[Lines of data]
···
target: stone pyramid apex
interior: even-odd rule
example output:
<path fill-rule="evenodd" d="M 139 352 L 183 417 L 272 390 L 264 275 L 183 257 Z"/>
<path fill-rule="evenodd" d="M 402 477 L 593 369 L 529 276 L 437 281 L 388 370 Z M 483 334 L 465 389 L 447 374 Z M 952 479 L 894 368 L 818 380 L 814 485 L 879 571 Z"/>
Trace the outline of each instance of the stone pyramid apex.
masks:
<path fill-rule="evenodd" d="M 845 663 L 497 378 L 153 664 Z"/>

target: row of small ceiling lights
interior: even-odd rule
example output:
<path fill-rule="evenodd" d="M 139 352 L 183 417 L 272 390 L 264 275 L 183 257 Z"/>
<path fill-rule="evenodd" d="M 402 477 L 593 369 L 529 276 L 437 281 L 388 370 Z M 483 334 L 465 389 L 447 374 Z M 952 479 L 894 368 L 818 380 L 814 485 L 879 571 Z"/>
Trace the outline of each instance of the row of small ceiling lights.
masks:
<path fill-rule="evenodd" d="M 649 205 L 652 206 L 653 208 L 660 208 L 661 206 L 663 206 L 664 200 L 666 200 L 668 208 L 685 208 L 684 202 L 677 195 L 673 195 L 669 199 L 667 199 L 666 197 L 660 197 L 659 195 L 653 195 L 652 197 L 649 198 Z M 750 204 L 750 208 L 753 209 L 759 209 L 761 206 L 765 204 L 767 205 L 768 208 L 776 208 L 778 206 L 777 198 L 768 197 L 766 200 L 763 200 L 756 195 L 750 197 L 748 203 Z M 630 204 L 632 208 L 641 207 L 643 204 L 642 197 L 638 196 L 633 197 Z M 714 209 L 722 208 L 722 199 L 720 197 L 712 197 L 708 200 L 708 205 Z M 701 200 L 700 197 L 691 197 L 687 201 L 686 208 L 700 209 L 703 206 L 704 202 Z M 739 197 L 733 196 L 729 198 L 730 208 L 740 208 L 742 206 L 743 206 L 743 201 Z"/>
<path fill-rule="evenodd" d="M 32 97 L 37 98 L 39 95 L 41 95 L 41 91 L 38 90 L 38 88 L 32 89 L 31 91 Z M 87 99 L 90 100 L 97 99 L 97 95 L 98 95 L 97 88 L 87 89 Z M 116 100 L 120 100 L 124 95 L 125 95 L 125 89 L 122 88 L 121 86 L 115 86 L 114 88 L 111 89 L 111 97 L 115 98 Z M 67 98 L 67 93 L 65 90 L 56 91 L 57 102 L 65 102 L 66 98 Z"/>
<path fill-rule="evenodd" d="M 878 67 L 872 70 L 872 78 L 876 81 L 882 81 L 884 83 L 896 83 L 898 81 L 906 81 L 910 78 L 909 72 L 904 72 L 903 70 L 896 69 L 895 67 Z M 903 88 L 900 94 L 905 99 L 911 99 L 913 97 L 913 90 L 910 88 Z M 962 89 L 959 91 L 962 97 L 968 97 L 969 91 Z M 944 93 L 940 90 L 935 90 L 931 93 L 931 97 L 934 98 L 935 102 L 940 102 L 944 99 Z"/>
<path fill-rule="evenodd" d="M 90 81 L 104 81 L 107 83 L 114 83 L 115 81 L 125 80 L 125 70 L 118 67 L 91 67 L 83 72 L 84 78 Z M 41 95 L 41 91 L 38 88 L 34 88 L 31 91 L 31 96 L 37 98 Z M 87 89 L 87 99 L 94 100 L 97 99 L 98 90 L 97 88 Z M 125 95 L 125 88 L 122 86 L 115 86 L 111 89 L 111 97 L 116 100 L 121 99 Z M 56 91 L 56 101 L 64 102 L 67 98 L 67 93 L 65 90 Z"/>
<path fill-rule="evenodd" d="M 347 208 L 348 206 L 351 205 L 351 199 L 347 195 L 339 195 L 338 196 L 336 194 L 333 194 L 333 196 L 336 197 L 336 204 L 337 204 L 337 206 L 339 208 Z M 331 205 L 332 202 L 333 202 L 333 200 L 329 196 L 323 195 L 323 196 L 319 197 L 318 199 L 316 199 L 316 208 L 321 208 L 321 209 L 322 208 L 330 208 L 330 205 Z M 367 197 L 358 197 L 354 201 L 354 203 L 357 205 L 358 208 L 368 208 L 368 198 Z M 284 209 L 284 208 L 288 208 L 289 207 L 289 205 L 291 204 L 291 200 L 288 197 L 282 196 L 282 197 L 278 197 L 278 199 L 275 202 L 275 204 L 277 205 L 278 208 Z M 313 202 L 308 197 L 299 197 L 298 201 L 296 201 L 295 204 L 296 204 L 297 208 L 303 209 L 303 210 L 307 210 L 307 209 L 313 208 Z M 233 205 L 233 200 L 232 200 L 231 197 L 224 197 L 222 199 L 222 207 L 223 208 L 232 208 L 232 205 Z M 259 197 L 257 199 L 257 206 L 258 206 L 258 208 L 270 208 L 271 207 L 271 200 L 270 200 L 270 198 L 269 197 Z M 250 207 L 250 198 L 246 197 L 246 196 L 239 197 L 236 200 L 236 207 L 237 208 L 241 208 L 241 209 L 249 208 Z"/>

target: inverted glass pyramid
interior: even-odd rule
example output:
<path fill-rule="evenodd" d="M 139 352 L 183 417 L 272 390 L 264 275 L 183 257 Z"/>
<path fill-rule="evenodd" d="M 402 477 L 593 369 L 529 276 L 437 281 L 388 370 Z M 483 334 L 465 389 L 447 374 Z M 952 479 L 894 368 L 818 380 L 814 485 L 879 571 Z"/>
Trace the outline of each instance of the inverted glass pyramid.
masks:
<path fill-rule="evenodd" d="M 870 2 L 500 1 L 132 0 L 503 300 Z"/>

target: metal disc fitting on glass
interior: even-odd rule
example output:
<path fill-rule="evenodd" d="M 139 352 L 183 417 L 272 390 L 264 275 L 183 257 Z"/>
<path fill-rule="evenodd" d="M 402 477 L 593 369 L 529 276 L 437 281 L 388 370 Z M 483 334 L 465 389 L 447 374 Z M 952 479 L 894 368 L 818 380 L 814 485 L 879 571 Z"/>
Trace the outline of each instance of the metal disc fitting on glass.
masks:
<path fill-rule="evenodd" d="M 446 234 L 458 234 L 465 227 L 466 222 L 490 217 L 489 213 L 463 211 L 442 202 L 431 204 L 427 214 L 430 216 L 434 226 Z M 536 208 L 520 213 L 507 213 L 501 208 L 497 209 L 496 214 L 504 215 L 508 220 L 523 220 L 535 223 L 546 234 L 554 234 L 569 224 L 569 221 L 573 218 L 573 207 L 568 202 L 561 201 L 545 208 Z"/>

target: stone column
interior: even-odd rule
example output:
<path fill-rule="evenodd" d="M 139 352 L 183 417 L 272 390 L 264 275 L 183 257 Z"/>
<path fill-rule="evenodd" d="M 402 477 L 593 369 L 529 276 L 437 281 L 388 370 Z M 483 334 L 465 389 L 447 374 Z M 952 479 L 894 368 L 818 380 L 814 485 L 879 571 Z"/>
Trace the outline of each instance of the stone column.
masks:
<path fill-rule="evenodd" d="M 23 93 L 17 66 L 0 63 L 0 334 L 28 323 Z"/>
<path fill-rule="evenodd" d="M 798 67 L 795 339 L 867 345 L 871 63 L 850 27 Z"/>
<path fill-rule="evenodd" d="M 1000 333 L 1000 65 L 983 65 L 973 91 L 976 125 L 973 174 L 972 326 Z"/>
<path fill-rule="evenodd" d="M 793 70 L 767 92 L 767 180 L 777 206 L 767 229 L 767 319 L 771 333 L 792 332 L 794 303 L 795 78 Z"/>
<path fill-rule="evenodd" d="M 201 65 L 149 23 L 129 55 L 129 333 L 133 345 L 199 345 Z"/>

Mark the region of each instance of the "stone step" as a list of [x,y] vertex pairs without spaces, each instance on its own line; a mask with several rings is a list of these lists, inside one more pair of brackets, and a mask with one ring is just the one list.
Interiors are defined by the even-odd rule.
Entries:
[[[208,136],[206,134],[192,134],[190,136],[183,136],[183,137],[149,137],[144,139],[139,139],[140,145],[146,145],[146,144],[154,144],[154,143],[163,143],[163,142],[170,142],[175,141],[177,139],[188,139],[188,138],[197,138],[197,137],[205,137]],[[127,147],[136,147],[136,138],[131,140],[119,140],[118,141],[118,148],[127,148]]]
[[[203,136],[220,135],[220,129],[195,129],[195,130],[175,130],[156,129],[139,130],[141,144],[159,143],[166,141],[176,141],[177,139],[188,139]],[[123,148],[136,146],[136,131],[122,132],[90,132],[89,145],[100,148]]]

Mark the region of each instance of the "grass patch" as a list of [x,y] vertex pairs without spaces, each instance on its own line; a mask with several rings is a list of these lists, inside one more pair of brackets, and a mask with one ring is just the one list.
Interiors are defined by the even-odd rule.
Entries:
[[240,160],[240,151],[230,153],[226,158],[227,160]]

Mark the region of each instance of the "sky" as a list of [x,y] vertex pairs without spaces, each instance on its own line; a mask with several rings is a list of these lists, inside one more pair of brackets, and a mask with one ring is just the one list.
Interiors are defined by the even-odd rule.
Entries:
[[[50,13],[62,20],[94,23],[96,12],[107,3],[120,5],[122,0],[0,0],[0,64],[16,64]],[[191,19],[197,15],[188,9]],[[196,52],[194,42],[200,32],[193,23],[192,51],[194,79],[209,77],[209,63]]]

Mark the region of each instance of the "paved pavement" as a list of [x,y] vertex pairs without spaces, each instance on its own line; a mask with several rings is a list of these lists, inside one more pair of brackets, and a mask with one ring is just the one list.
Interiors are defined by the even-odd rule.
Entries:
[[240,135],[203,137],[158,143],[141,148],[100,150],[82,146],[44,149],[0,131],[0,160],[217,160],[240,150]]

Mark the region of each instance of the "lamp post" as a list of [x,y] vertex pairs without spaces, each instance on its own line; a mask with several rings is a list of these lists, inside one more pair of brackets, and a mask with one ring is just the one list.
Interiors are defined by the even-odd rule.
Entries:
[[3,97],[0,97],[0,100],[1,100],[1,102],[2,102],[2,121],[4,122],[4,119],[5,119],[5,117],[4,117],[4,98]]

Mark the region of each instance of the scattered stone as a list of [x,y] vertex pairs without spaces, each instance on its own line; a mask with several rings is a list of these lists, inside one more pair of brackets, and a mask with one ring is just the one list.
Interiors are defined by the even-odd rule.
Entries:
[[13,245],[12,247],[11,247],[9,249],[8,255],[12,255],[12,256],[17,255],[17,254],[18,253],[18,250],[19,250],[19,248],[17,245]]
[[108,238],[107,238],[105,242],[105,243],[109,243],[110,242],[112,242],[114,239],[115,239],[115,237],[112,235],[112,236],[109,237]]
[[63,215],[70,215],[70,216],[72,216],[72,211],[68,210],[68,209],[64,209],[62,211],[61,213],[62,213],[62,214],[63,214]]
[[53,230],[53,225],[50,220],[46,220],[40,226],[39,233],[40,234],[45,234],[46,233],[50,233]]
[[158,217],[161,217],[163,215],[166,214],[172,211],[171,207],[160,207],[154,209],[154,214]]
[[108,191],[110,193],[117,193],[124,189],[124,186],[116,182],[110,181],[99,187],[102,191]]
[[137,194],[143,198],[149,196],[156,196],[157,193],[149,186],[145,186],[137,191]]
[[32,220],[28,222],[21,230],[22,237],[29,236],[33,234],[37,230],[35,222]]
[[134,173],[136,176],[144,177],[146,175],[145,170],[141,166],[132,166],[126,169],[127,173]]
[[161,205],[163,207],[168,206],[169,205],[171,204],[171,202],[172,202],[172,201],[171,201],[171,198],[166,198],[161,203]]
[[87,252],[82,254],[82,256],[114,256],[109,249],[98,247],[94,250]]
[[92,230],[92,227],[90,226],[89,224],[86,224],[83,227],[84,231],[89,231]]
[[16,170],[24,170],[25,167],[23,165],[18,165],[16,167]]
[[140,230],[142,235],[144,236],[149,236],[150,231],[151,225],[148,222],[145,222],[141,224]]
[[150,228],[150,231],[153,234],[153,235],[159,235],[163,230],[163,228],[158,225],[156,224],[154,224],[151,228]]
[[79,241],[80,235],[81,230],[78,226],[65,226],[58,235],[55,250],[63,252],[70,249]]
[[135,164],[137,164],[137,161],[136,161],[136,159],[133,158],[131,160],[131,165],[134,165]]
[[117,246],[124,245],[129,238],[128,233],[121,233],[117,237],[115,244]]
···
◆ WHAT IS NEEDED ◆
Reproduce without alteration the lines in the records above, beginning with the line that contains "target: stone column" and ending with the line that contains "1000 333 L 1000", both of these lines included.

◆ EXERCISE RESULT ◆
target: stone column
interior: even-odd rule
example output:
<path fill-rule="evenodd" d="M 139 352 L 183 417 L 272 390 L 264 275 L 183 257 Z"/>
<path fill-rule="evenodd" d="M 402 477 L 593 369 L 529 276 L 437 281 L 388 370 Z M 483 334 L 465 389 L 447 374 Z M 952 479 L 894 368 L 818 380 L 814 485 L 879 571 Z"/>
Trace the outline of each instance of the stone column.
masks:
<path fill-rule="evenodd" d="M 23 93 L 17 66 L 0 63 L 0 334 L 28 323 Z"/>
<path fill-rule="evenodd" d="M 798 67 L 795 339 L 867 345 L 871 63 L 850 27 Z"/>
<path fill-rule="evenodd" d="M 1000 333 L 1000 65 L 983 65 L 973 91 L 976 125 L 973 174 L 972 326 Z"/>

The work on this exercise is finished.